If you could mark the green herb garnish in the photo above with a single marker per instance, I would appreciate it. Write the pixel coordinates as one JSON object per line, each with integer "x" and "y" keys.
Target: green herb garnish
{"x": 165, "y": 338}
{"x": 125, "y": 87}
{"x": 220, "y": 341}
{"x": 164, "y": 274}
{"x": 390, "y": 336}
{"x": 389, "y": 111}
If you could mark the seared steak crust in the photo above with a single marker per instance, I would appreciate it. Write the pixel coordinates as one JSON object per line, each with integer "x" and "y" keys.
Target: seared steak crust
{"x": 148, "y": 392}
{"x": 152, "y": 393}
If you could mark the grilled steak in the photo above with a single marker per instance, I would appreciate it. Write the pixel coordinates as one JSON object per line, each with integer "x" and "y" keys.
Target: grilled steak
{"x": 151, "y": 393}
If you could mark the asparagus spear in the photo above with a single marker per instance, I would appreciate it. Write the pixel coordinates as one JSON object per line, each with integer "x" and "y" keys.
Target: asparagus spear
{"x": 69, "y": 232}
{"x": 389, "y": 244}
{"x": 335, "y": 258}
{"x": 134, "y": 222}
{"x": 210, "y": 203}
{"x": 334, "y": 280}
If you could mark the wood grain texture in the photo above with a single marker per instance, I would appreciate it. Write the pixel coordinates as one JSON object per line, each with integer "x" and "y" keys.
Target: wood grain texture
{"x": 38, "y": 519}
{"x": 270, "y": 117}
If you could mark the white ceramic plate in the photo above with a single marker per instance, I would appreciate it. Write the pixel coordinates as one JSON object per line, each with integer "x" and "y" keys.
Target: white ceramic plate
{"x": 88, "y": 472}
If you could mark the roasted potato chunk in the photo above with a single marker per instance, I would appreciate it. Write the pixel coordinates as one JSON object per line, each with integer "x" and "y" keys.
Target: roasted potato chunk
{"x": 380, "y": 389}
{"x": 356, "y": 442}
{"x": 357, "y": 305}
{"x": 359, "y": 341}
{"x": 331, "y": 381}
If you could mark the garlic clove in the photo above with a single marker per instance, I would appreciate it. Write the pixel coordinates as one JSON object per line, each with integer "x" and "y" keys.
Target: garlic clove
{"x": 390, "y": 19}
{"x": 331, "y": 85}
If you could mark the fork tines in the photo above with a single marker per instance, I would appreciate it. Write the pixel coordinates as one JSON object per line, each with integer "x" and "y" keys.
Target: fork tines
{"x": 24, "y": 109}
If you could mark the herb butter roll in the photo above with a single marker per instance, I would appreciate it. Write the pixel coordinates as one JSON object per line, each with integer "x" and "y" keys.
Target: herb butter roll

- - - -

(What the task requires)
Copy only the stretch running from the line containing "If you could mark the garlic" to the final line of the entries, both ends included, exactly as it stands.

(Solution to this exercise)
If you could mark the garlic clove in the photo above with a single marker per instance, I would appreciate it. Write the pixel coordinates as one JSON object per line, each with integer "x" and "y" keys.
Target: garlic clove
{"x": 390, "y": 19}
{"x": 331, "y": 85}
If you could mark the fork tines in the photo above with a single marker per instance, I would appreciate it. Write the pixel coordinates as one JSON object per line, each with integer "x" and "y" keys.
Target: fork tines
{"x": 24, "y": 109}
If you could mark the herb butter roll in the photo above with a single marker per instance, I would appreciate it. Write the pixel coordinates as one JSON object per line, each with integer "x" and "y" keys.
Target: herb butter roll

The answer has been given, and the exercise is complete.